[Short problem A]
Rewrite each of the rows below, replacing "background foot" with "foreground foot" and changing nothing else.

Document excerpt start

Fix for paddr == 0 for VSP #41

andr2000 · 2018-08-27T05:58:07Z

This solution was pointed to us by Renesas, they are about to release/upstream it soon.
The solution is to revert [1] and apply [2].

[1] https://git.kernel.org/pub/scm/linux/kernel/git/horms/renesas-bsp.git/commit/drivers/gpu/drm/rcar-du?h=v4.14/rcar-3.7.0&id=1d9ad6c074a831131dd39d0a27ed8bc11335de4a
[2] https://patchwork.freedesktop.org/series/33702/

This was tested on M3 with display backend running in DRM mode

andr2000 · 2018-08-28T07:46:47Z

@iartemenko pls merge

This reverts commit 7ac2140.

This reverts commit 1d9ad6c.

Document excerpt end

[Short problem B]
Copy the passage of the VSP paddr fix thread above from "The solution is" up to and including "reverts commit 7ac2140.".

Given data start

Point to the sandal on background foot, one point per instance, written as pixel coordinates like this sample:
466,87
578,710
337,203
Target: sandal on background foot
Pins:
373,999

Given data end

[Expected output A]
Point to the sandal on foreground foot, one point per instance, written as pixel coordinates like this sample:
466,87
578,710
337,203
Target: sandal on foreground foot
Pins:
373,999

[Expected output B]
The solution is to revert [1] and apply [2].

[1] https://git.kernel.org/pub/scm/linux/kernel/git/horms/renesas-bsp.git/commit/drivers/gpu/drm/rcar-du?h=v4.14/rcar-3.7.0&id=1d9ad6c074a831131dd39d0a27ed8bc11335de4a
[2] https://patchwork.freedesktop.org/series/33702/

This was tested on M3 with display backend running in DRM mode

andr2000 · 2018-08-28T07:46:47Z

@iartemenko pls merge

This reverts commit 7ac2140.